### To be done
Pick out every line in the items below that contains the string "rank", matching case exactly, and copy each of those lines.

§ §

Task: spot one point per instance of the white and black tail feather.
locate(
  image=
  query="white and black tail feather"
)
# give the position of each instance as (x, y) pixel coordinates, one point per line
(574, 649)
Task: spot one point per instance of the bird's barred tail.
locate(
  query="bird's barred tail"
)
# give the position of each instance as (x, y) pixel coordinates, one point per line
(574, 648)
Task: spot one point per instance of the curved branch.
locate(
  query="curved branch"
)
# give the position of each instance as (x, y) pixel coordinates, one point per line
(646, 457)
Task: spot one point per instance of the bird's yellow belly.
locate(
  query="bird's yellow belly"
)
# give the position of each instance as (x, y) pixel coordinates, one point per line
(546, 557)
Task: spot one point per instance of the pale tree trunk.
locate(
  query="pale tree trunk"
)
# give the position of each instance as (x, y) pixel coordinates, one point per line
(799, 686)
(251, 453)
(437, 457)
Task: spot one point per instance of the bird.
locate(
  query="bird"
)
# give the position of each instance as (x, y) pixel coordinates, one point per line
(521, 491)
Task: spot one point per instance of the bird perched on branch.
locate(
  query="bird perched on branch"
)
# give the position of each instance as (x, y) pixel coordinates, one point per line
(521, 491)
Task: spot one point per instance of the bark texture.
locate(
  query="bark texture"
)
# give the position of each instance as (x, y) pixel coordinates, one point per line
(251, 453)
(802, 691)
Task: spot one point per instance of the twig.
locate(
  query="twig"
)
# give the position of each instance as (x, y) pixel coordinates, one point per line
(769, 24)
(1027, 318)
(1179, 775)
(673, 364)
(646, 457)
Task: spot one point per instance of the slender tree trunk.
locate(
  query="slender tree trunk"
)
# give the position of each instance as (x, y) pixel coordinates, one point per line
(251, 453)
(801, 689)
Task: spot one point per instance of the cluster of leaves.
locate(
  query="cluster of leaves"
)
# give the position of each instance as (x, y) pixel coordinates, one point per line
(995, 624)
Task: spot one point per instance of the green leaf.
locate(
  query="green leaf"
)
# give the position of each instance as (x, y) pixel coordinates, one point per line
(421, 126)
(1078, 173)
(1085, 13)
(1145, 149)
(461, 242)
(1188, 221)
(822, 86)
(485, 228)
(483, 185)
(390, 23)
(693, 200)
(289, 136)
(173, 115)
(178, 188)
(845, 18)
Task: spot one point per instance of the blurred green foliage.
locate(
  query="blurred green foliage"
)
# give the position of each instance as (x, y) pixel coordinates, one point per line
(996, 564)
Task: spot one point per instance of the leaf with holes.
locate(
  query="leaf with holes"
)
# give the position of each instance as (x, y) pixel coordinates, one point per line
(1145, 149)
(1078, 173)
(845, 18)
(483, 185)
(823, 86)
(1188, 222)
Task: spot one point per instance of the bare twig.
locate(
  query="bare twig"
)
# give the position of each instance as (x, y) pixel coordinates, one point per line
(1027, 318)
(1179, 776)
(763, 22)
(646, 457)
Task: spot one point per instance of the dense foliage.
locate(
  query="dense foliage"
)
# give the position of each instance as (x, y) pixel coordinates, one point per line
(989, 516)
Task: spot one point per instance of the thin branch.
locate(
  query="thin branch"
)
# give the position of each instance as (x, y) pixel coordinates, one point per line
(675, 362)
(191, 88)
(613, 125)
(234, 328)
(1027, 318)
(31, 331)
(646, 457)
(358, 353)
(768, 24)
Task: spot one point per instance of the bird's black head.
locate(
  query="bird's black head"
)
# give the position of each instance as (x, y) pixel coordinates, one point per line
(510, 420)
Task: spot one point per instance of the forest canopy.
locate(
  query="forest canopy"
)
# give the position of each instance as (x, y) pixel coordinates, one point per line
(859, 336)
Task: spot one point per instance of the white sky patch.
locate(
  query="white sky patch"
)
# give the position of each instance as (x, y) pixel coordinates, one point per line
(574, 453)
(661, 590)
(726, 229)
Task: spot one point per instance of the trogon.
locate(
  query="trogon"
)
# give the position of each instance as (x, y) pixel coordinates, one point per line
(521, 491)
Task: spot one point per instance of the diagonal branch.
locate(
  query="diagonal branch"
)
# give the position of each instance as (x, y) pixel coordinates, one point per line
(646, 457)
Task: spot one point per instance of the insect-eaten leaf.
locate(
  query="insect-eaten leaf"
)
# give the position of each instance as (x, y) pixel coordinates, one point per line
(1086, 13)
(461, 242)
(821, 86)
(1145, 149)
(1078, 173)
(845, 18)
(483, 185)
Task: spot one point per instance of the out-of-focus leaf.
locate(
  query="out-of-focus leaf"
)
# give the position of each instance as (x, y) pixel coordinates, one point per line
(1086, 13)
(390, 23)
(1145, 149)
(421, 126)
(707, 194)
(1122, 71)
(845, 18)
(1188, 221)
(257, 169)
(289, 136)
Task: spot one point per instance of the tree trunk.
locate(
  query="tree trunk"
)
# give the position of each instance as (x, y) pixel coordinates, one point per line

§ §

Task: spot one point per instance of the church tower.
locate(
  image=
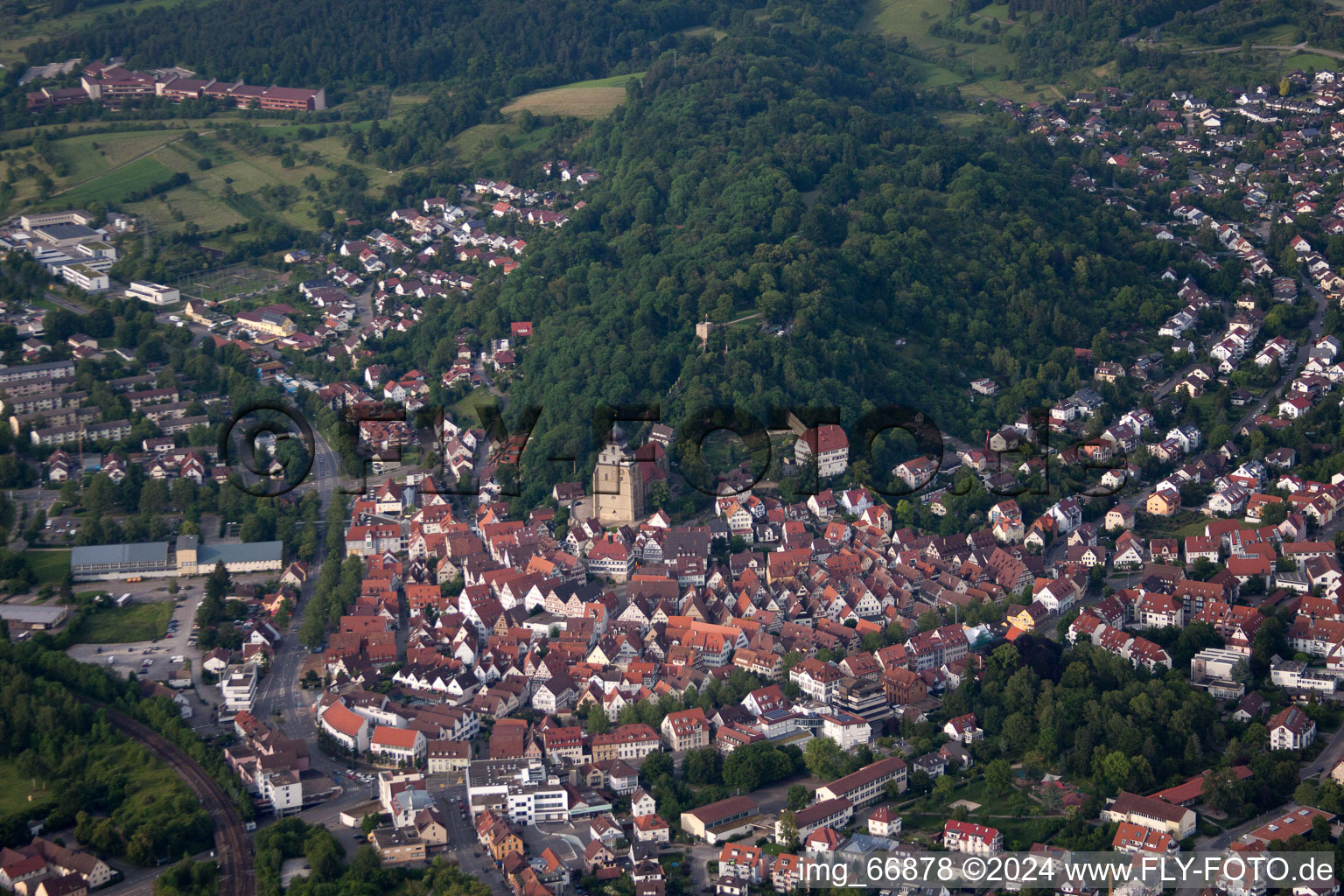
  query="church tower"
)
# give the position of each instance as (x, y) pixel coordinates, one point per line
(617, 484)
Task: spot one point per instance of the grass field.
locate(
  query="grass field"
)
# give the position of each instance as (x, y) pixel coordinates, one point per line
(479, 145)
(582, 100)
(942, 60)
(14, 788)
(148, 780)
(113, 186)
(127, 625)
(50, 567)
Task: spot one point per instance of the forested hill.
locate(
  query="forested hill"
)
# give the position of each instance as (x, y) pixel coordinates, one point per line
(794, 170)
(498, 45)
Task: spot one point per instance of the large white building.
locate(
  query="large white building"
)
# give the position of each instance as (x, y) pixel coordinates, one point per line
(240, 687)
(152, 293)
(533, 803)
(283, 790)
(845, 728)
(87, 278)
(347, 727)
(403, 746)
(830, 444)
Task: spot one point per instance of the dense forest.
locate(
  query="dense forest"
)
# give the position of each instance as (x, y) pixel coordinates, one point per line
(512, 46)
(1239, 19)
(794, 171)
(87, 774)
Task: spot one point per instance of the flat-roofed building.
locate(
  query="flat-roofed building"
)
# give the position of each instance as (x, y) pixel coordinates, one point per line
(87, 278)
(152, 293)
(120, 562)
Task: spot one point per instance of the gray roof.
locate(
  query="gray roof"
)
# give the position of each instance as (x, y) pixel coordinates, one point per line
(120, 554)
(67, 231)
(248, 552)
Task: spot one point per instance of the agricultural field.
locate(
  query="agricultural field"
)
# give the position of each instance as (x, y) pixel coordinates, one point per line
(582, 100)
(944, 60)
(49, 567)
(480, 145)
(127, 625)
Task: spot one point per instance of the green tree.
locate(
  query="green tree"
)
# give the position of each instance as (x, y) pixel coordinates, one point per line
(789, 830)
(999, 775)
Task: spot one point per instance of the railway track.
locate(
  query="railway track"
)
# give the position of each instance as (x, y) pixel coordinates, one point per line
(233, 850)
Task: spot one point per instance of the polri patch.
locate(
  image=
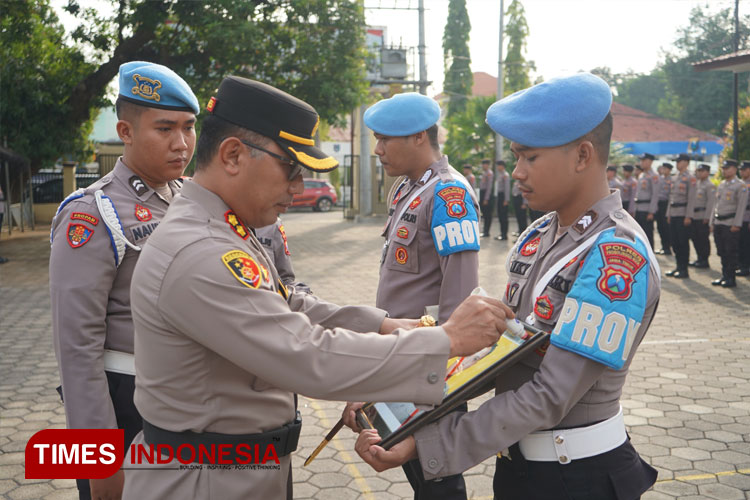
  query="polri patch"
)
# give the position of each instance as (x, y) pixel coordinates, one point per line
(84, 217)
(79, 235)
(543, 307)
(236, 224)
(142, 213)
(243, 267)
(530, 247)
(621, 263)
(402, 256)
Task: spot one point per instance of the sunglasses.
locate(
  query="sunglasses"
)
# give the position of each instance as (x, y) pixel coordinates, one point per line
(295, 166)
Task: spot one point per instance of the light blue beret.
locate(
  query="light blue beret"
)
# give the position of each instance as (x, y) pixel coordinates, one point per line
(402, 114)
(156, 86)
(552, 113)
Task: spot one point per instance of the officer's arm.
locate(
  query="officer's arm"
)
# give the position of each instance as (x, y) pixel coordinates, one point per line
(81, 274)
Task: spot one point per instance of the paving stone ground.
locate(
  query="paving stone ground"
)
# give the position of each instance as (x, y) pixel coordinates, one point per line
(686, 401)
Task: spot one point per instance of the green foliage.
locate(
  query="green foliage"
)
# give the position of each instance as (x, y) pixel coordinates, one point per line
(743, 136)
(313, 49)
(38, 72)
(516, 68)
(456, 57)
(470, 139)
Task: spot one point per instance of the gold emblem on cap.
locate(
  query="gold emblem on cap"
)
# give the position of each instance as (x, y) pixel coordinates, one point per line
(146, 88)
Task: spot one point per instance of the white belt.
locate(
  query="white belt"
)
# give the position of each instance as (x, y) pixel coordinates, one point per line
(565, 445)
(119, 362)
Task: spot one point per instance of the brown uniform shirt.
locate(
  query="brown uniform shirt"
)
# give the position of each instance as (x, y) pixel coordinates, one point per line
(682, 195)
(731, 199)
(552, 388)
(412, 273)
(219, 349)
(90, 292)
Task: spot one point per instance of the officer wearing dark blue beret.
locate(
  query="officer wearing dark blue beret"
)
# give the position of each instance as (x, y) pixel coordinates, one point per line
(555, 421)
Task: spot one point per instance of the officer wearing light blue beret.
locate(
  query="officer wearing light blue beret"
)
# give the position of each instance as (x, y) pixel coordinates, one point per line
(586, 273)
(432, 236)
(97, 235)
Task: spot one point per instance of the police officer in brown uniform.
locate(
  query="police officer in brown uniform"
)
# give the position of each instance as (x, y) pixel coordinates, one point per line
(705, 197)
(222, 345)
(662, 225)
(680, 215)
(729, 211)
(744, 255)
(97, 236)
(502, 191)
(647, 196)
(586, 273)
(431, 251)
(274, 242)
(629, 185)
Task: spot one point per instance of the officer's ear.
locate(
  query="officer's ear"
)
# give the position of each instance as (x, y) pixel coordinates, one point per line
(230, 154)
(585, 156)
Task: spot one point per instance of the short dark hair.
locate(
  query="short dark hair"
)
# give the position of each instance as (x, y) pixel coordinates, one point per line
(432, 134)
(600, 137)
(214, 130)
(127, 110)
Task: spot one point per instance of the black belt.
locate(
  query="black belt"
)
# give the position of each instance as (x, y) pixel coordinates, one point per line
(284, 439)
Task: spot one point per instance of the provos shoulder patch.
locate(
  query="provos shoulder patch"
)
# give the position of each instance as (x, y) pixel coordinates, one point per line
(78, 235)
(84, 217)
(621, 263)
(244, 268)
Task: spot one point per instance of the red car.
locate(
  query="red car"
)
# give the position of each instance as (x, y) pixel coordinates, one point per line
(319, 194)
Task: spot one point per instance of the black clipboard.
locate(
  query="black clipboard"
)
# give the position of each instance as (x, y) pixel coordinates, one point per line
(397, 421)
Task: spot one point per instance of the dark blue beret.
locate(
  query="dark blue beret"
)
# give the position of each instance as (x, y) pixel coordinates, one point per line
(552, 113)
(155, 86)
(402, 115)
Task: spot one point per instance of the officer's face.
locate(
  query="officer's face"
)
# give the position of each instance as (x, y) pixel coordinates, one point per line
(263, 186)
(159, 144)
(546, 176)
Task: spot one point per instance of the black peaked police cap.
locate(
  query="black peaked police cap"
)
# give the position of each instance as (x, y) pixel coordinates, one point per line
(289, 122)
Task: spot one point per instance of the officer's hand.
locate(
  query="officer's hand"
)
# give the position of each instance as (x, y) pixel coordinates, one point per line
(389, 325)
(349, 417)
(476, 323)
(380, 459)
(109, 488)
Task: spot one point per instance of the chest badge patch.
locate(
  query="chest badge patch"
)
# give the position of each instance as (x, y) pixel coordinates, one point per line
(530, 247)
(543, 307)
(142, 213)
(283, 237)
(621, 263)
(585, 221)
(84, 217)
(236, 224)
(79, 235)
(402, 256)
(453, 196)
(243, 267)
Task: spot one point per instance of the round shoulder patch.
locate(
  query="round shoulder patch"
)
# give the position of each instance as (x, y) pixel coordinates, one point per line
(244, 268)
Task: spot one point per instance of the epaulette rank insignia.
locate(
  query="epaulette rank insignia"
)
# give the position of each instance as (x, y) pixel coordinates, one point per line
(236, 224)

§ §

### Correct response
Task: spot one point per instance of the epaulette rank insignia.
  query="epaulette rank insignia"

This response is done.